Top of Supplied material
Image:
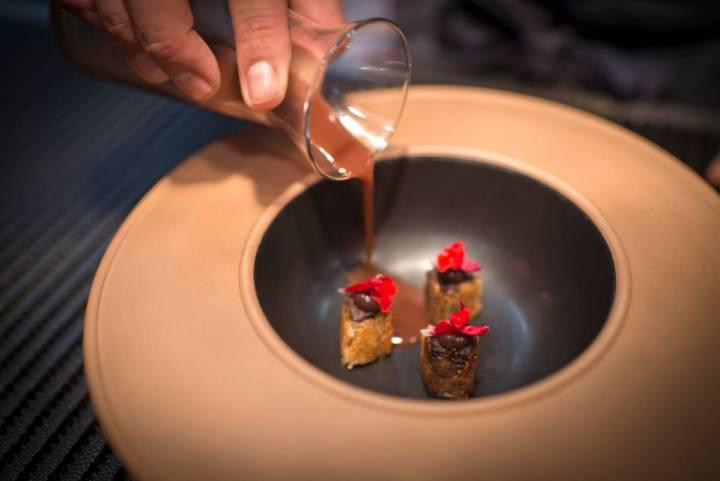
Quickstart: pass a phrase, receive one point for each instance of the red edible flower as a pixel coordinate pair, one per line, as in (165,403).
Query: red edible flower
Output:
Bottom of Supplied material
Top of Supplied material
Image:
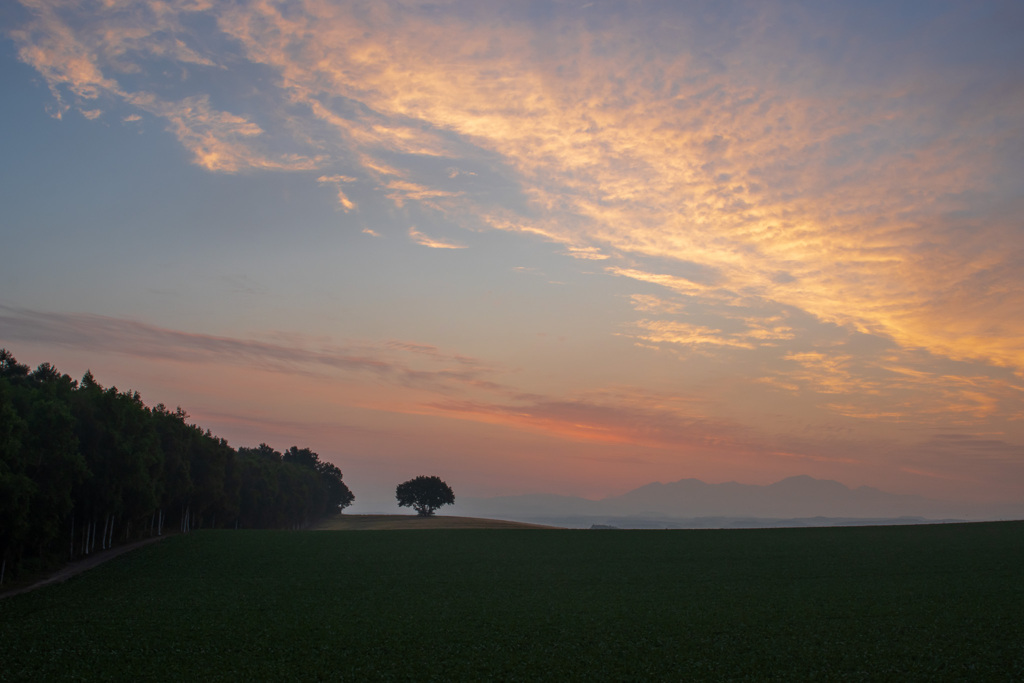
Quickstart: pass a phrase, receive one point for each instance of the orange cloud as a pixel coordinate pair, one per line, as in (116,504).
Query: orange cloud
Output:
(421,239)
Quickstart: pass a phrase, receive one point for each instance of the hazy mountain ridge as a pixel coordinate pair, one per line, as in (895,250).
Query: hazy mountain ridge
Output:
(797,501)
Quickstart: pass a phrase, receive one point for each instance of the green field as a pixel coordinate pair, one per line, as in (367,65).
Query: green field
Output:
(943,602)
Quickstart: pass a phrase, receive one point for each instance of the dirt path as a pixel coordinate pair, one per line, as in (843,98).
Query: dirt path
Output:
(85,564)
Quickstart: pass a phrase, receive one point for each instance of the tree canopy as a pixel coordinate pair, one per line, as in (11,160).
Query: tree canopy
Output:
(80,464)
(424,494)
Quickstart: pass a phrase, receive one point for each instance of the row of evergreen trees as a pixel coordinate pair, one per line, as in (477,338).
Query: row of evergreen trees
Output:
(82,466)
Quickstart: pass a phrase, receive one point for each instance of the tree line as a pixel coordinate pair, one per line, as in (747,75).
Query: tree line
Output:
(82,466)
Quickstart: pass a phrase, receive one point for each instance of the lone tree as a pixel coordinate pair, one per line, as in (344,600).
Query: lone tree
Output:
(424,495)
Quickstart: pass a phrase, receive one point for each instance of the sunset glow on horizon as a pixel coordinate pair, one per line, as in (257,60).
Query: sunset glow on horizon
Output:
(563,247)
Bottom of Supplied material
Top of Supplied material
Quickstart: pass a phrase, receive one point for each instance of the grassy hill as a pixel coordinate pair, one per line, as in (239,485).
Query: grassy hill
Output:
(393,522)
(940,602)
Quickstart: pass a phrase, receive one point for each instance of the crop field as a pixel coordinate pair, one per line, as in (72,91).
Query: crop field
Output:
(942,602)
Bottom of Supplied material
Task
Copy out each line of the entries above that holds "lone".

Exercise result
Quickstart: pass a phrase, receive one point for each instance of the lone tree as a pixel coordinate pair, one per line, as in (344,600).
Query: lone tree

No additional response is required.